**Texto proporcionado:**
##########

TEMA 45

NOCIÓN Y DIVISIÓN DEL PECADO

 

A. Noción teológica del pecado

La Sagrada Escritura se sirve de expresiones diversas para referirse al pecado, incluso cuando éste se toma en un sentido más estricto. Entre las más comunes están las de "desobediencia" (cfr. Gen 2,16; Heb 2,2), "ofensa de Dios" (cfr. Num 17,14; Phil 1,10), "desprecio de Dios" (cfr. Lev 26,15), "ingratitud" (Cfr. Lc 6,13), etc. Pero posiblemente la denominación "ofensa de Dios" sea la que mejor describe la naturaleza y gravedad del pecado.

Conviene advertir que, en la Sagrada Escritura, el término "pecado", por sí sólo, no define lo que con este nombre se entiende en el lenguaje corriente. Porque a veces señala la causa del pecado (cfr. Rom 7,17), en ocasiones describe sus efectos (cfr. 2 Mach 12,46), etc.

Una buena definición de pecado es la que da San Ambrosio: "pecado es la trasgresión de la ley divina" (De paradiso, cap.8). Sin embargo es más explícita la que ofrece San Agustín: "Pecado es toda acción, palabra o deseo contra la ley eterna de Dios" (Contra Faustum, lib.22, cap.27). Comprende claramente los pecados; y también, la razón específica -la causa formal- de los mismos: ir contra la ley de Dios es el único motivo que constituye en pecado a esas acciones, pensamientos o palabras.

##########

**Extracto del conjunto de datos:**
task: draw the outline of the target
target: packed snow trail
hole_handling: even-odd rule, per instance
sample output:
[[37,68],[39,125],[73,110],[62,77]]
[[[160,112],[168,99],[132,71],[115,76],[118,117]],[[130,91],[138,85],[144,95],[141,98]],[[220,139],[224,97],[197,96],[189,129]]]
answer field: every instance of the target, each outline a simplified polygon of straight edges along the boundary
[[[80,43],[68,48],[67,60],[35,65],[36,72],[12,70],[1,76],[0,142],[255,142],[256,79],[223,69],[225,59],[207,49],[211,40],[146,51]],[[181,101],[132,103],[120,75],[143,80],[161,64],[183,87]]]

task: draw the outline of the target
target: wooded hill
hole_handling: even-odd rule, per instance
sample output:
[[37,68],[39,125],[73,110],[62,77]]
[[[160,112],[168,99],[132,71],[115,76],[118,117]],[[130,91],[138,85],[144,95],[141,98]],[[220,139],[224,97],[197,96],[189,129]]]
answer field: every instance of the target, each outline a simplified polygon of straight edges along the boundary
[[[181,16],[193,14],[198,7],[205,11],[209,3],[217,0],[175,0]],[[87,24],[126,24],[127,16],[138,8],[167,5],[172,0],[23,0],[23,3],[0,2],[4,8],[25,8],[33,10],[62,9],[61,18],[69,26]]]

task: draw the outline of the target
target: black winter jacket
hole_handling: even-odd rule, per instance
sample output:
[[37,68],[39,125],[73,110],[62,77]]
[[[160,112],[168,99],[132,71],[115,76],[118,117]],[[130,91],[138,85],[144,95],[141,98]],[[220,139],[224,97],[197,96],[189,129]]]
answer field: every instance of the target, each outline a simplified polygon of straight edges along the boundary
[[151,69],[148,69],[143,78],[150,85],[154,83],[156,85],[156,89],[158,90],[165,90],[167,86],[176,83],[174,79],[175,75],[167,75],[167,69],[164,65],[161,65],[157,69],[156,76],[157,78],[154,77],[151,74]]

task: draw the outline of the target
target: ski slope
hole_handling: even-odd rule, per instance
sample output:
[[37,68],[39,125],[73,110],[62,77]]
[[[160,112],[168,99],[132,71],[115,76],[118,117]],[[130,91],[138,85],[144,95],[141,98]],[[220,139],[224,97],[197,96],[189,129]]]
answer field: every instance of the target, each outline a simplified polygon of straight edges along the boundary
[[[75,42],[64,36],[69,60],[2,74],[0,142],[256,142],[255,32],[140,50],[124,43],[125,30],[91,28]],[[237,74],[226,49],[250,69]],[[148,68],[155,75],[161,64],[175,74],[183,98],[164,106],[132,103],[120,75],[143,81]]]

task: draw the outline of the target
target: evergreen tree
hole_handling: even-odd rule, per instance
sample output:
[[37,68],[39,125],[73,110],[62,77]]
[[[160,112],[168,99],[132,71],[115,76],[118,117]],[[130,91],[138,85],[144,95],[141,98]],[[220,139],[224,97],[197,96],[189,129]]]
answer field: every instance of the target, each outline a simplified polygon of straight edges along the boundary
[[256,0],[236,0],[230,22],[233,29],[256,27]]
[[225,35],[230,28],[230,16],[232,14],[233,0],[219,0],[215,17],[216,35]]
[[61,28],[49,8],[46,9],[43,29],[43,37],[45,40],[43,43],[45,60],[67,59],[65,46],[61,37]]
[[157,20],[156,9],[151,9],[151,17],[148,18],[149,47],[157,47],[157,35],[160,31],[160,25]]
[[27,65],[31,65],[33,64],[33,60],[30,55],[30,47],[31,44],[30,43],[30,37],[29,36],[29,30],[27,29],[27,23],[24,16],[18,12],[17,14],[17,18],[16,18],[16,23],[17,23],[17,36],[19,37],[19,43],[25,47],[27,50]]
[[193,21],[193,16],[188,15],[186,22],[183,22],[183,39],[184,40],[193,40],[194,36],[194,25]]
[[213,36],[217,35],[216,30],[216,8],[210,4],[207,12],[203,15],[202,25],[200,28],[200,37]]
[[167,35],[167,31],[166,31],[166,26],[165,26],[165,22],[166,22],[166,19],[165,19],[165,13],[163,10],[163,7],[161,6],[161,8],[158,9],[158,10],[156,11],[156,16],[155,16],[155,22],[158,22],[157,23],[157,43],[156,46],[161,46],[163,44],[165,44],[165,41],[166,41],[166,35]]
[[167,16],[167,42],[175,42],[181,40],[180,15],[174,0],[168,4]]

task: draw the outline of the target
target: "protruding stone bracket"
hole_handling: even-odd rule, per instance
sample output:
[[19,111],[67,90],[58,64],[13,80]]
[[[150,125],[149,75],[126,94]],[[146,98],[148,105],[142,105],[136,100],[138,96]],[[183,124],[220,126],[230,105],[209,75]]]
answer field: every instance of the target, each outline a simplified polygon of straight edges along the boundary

##########

**Tarea del ejercicio:**
Según el texto sobre la noción del pecado, ¿qué definición de pecado ofrece San Agustín? Responde con una sola oración, por favor.

**Solución del problema:**
"Pecado es toda acción, palabra o deseo contra la ley eterna de Dios."